◆ TASK STATEMENT
Rescale the rows below by rewriting every line, requests included, with each point coordinate multiplied by 0.5 and rounded to a whole number, halves rounding up. Leave the picture out of your answer.

***

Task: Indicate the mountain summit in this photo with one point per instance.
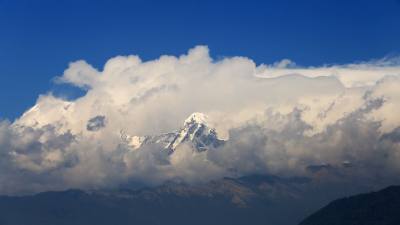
(195, 132)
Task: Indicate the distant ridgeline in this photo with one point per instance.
(376, 208)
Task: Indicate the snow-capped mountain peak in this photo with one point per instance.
(196, 117)
(195, 132)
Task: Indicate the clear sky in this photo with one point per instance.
(39, 38)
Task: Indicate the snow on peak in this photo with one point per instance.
(196, 117)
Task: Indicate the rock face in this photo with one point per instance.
(195, 132)
(252, 200)
(376, 208)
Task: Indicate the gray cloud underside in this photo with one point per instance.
(329, 122)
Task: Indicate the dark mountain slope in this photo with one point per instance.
(251, 200)
(376, 208)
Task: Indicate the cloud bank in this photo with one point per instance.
(279, 119)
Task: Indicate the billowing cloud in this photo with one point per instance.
(279, 119)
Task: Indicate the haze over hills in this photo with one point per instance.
(376, 208)
(254, 199)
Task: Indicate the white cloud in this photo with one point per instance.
(279, 119)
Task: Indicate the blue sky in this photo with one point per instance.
(39, 38)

***

◆ SOLUTION TO THIS TASK
Task: Indicate the mountain summit in this photo with one point per instance.
(98, 66)
Task: Indicate the distant ridgeline in this photo with one point per instance.
(188, 104)
Task: Indicate the snow-capped mountain peak in this photo with one point per instance.
(98, 59)
(98, 66)
Task: Indicate the clear sky in this photo with one point per instance.
(20, 19)
Task: Indicate the snow on peak in this photo with one point per instance.
(98, 59)
Task: Indicate the rock face in this photo with one point per instance.
(98, 66)
(126, 100)
(188, 104)
Task: Indicate the gray cloud underside in this photo with one point per instance.
(165, 61)
Task: Indicate the dark mountain slope in this photo with one point per instance.
(126, 100)
(188, 104)
Task: Indicate the cloud bank in this photo with one point per instance.
(140, 60)
Task: Indicate the billowing cloud in this photo with one point per instance.
(140, 60)
Task: Indicate the haze over hills in this photo with one point per instance.
(188, 104)
(127, 100)
Task: Indicate the white cloud in this photo with one point per instance.
(140, 60)
Task: Indicate the blue sky in this photo with one point per instance.
(20, 19)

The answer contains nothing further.